_Aim_
Find every line of the material below that contains the word "mown" and copy each such line.

━━━

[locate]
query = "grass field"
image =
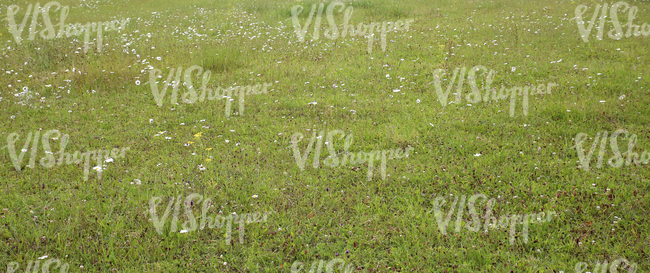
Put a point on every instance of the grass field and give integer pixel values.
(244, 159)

━━━

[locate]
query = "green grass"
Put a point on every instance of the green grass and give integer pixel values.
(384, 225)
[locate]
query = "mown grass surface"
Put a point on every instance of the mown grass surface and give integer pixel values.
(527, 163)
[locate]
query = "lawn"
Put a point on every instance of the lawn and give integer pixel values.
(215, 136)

━━━

_Output below_
query = "mown grass surface"
Put a point on every instance of the mown grass surface and give integer pixel values.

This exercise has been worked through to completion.